TASK STATEMENT:
In the listing that follows, locate the line containing "In this photo, each instance of the overcast" and the line containing "In this photo, each instance of the fortress". Retype exactly those two lines and every line between them, and nothing more.

RECORDS SUPPLIED:
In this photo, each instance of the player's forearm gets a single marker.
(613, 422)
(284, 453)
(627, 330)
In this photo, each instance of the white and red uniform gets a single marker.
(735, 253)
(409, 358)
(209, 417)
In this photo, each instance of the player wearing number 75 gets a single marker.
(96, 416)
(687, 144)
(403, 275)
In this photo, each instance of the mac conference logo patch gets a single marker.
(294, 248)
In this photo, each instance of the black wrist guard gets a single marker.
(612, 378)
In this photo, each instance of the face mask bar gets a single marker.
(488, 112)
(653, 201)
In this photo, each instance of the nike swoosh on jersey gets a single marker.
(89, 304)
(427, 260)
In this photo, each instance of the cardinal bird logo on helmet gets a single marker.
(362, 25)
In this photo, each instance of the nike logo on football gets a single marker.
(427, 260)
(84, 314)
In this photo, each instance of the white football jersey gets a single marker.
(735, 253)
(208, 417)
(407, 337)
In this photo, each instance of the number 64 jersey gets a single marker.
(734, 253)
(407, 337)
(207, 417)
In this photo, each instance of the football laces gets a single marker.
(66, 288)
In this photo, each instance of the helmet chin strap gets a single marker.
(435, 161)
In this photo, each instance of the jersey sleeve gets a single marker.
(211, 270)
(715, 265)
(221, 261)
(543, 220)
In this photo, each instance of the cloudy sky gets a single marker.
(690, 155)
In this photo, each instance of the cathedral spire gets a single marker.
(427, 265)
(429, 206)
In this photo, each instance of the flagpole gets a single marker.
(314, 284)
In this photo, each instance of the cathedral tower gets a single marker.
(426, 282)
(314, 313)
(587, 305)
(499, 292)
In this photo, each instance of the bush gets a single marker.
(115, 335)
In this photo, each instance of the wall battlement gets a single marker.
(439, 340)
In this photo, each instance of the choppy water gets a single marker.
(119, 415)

* * *

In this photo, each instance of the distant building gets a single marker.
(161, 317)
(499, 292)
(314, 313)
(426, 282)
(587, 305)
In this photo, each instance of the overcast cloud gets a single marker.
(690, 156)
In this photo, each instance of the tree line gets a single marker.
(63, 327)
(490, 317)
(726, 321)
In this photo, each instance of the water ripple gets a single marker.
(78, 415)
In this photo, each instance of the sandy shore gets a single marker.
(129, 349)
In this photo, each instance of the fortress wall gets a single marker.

FINAL ANSWER:
In this photo, each instance of the overcast cloud gets a single marker.
(690, 156)
In this photo, each instance of the tree line gets a single marker.
(63, 327)
(490, 317)
(726, 321)
In this photo, each instance of the water ripple gets a single marker.
(78, 415)
In this photo, each instance of the sandy shore gets a single marker.
(129, 349)
In this photo, each instance of the fortress wall gets a single marker.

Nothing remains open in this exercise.